### TASK
Copy the items below, switching "instance" to "occurrence" wherever it appears and leaving everything else unchanged.

### DATA TO PROCESS
⟨
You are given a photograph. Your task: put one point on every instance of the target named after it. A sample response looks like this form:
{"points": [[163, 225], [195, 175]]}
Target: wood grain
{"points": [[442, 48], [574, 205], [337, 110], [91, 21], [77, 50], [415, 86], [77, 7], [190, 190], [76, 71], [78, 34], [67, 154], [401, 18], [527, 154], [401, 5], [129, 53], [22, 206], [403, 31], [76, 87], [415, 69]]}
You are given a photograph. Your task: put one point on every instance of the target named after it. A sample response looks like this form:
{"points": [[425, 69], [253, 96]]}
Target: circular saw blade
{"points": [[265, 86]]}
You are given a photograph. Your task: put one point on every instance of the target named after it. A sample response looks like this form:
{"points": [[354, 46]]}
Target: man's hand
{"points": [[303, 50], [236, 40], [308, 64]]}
⟩
### COMPLETED EXERCISE
You are given a photograph. Your task: put one point on every occurrence of the target named after it. A sample response looks like this form:
{"points": [[163, 225], [195, 175]]}
Target: wood grain
{"points": [[442, 48], [574, 205], [337, 110], [91, 21], [77, 50], [415, 86], [77, 7], [190, 190], [76, 71], [78, 34], [67, 154], [401, 18], [527, 154], [401, 5], [129, 53], [22, 206], [403, 31], [76, 87], [415, 69]]}
You are given a photograph. Your task: put one point on every occurrence of the target named after it. A sample response looks like this form:
{"points": [[425, 69], [253, 96]]}
Target: circular saw blade
{"points": [[265, 86]]}
You are given a photograph. Your task: put one point on every occurrence of the target named after it. A sample response looks like this form:
{"points": [[354, 46]]}
Target: man's hand
{"points": [[303, 50], [236, 40], [308, 64]]}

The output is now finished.